> [TEXTE]
=-=-=-=-=
Bonjour toi, bonjour mon petit homme aimé, bonjour, mon grand poète admiré, bonjour, mon généreux homme, bonjour.
J’espère que tu viendras travailler auprès de moi tantôt ? C’est bien le moins que tu me donnes ce temps-là puisque je m’en contente et que ton loisir ne m’est pas destiné. Je te promets d’être bien sage et de ne pas faire de bruit. Je ne suis méchante et bruyante que lorsque tu te fais trop attendre. Hors cela je suis très bien dressée, convenez-en vous-même.
Il paraît que tu parleras prochainement à l’Assemblée d’après le travail que je te vois faire et la préoccupation sérieuse de ton esprit [1] ? Je ne te demande pas à assister à cette séance parce que tu m’as déjà prévenue que c’était impossible et que je ne veux pas te fatiguer inutilement de mes prières. Cependant ce sera un grand crève-cœur pour moi de ne pas assister à cette séance intéressante. Si par impossible, tu pouvais avoir avec des billets pour ce jour-là dans les tribunes hautes, je les accepterais avec enthousiasmea dans l’espoir de t’entendre. Mais je n’y compte pas. Aussi, je ne t’en parle que pour tromper mes regrets.
Pense à moi, aime-moi et je serai la plus heureuse des femmes.

Juliette

Collection particulière
Transcription de Pascal et Emmanuel Barat, annotation de Florence Naugrette

a) « enthousiasmes ».
=-=-=-=-=
> [DONNÉES DISPONIBLES]
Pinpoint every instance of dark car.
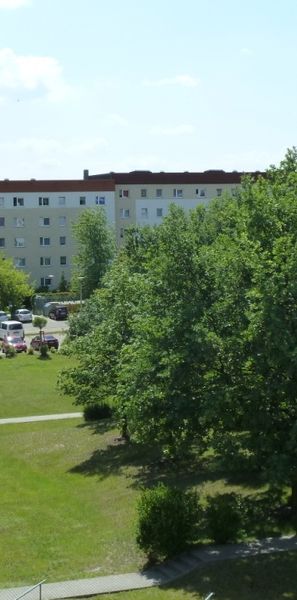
[2,336,27,354]
[48,306,68,321]
[30,333,59,350]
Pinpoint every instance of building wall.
[0,170,253,288]
[0,188,115,288]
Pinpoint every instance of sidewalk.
[0,412,83,425]
[0,536,297,600]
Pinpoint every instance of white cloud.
[0,0,30,10]
[240,48,253,56]
[0,47,69,100]
[150,125,195,136]
[143,75,200,87]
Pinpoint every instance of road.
[23,319,69,343]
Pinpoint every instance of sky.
[0,0,297,179]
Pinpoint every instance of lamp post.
[77,275,84,310]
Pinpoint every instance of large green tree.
[72,207,115,298]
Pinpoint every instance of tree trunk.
[290,477,297,516]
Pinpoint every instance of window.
[13,198,24,206]
[40,277,52,287]
[40,256,51,267]
[39,217,50,227]
[95,196,105,206]
[14,257,26,267]
[13,217,25,227]
[38,197,49,206]
[14,238,25,248]
[120,208,130,219]
[173,188,183,198]
[39,237,51,246]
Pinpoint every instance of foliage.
[57,148,297,512]
[0,254,33,310]
[137,483,199,560]
[206,493,245,544]
[72,207,115,298]
[84,403,112,421]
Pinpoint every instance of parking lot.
[23,317,69,344]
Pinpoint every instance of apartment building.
[0,170,250,289]
[0,179,115,289]
[84,170,243,245]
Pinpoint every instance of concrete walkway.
[0,412,83,425]
[0,536,297,600]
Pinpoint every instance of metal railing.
[14,579,46,600]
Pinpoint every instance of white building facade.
[0,170,252,289]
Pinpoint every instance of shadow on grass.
[160,551,297,600]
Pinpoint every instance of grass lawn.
[84,552,297,600]
[0,353,80,419]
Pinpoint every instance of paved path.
[0,536,297,600]
[0,412,83,425]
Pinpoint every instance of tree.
[72,207,115,298]
[0,255,34,310]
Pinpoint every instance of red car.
[30,333,59,350]
[2,336,27,353]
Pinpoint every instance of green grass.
[81,552,297,600]
[0,354,297,600]
[0,353,80,419]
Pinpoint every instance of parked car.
[30,333,59,350]
[2,336,28,353]
[0,310,9,323]
[48,306,68,321]
[12,308,33,323]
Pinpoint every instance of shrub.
[136,483,200,561]
[206,493,245,544]
[39,344,48,358]
[84,403,112,421]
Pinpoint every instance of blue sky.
[0,0,297,179]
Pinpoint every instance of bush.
[206,493,245,544]
[136,483,200,561]
[84,403,112,421]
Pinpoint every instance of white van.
[0,321,25,340]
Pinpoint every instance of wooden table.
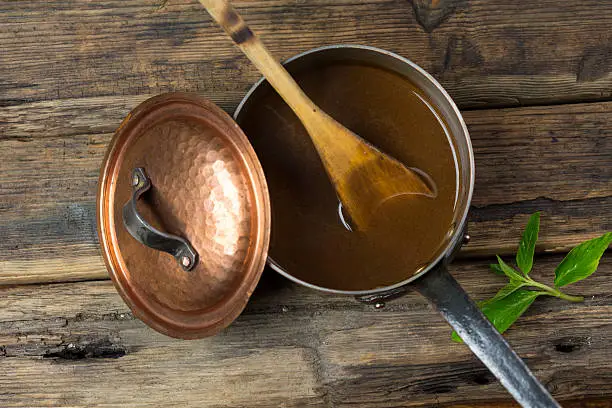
[0,0,612,407]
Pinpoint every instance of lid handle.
[123,167,198,271]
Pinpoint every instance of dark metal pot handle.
[123,167,198,271]
[413,265,560,408]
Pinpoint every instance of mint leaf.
[451,289,540,342]
[516,211,540,275]
[489,264,506,276]
[496,255,523,281]
[555,232,612,288]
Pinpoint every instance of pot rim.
[232,44,475,296]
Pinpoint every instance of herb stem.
[525,277,584,302]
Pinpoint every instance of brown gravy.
[240,62,459,290]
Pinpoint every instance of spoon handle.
[199,0,320,122]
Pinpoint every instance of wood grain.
[0,256,612,408]
[0,0,612,108]
[0,95,612,284]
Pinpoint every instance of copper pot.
[234,45,558,407]
[97,45,558,407]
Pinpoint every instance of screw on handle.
[123,167,198,271]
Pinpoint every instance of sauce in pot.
[240,62,459,290]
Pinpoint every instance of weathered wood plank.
[0,95,612,284]
[0,256,612,408]
[0,0,612,108]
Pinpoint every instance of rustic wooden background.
[0,0,612,407]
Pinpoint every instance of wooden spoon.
[199,0,435,231]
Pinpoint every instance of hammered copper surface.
[99,94,270,338]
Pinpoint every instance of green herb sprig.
[452,212,612,342]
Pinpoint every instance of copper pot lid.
[97,93,270,339]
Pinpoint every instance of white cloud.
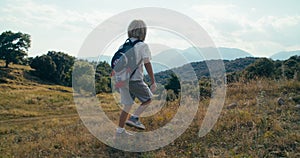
[192,5,300,56]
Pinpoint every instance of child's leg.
[119,106,131,128]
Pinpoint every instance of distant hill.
[151,57,259,84]
[153,47,253,72]
[270,50,300,60]
[79,55,112,64]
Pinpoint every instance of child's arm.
[144,61,156,92]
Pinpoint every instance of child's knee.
[142,99,152,105]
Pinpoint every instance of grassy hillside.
[0,61,300,157]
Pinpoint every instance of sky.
[0,0,300,57]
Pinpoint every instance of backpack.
[111,38,143,88]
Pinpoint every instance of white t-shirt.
[130,38,151,81]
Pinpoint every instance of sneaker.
[115,130,134,139]
[126,116,146,130]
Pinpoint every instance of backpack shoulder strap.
[128,39,143,78]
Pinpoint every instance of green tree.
[165,73,180,96]
[30,55,56,81]
[47,51,75,86]
[0,31,31,67]
[30,51,75,86]
[72,61,95,93]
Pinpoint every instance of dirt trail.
[0,114,79,124]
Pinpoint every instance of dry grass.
[0,61,300,157]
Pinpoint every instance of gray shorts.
[120,80,153,106]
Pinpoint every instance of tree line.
[0,31,300,97]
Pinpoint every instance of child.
[117,20,156,135]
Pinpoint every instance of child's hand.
[150,83,156,93]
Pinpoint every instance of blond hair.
[127,20,147,41]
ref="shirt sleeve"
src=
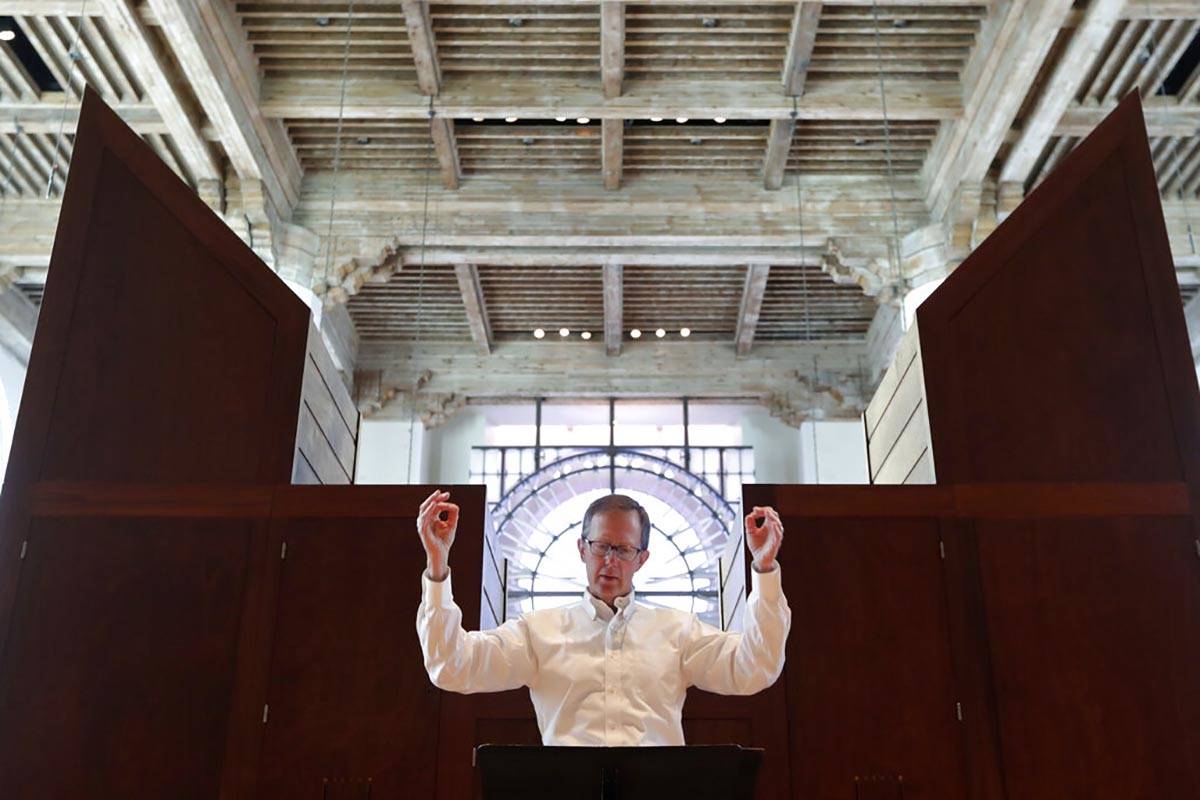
[680,564,792,694]
[416,573,538,694]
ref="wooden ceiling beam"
[1000,0,1128,185]
[400,0,462,188]
[733,264,770,355]
[1054,97,1200,137]
[0,101,169,134]
[454,264,492,355]
[600,120,625,188]
[98,0,222,184]
[147,0,301,214]
[602,264,625,356]
[921,0,1072,219]
[400,0,442,96]
[782,2,821,97]
[600,2,625,98]
[262,76,962,121]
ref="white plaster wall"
[354,417,430,483]
[742,405,800,483]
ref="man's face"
[578,511,650,606]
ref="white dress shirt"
[416,565,792,746]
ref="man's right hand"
[416,489,458,581]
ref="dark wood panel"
[256,486,487,799]
[6,91,308,485]
[0,517,253,800]
[977,518,1200,800]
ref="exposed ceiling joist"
[600,120,625,188]
[733,264,770,355]
[147,0,301,214]
[600,2,625,97]
[454,264,492,355]
[1000,0,1128,184]
[784,2,821,96]
[400,0,442,95]
[921,0,1072,219]
[604,264,624,355]
[430,116,462,188]
[98,0,221,182]
[762,118,796,190]
[0,101,170,134]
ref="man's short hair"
[580,494,650,551]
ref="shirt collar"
[583,589,637,622]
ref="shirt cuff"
[421,567,454,608]
[750,561,784,601]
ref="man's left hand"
[746,506,784,572]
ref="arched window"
[472,402,754,626]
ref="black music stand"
[474,745,762,800]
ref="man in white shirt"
[416,492,792,746]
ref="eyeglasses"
[583,539,642,561]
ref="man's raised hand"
[746,506,784,572]
[416,489,458,581]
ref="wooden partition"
=-=-=-=-=
> [À FAIRE]
(1) Pouvez-vous recopier mot pour mot le passage de la lettre qui s'ouvre sur les mots contenant « Il paraît que » et se clôt sur « heureuse des femmes. » ?
(2) Quelles sont toutes les apostrophes par lesquelles la première phrase de la lettre désigne le destinataire qu'elle salue ?

> [RÉPONSES]
(1)
Il paraît que tu parleras prochainement à l’Assemblée d’après le travail que je te vois faire et la préoccupation sérieuse de ton esprit [1] ? Je ne te demande pas à assister à cette séance parce que tu m’as déjà prévenue que c’était impossible et que je ne veux pas te fatiguer inutilement de mes prières. Cependant ce sera un grand crève-cœur pour moi de ne pas assister à cette séance intéressante. Si par impossible, tu pouvais avoir avec des billets pour ce jour-là dans les tribunes hautes, je les accepterais avec enthousiasmea dans l’espoir de t’entendre. Mais je n’y compte pas. Aussi, je ne t’en parle que pour tromper mes regrets.
Pense à moi, aime-moi et je serai la plus heureuse des femmes.

(2)
- toi
- mon petit homme aimé
- mon grand poète admiré
- mon généreux homme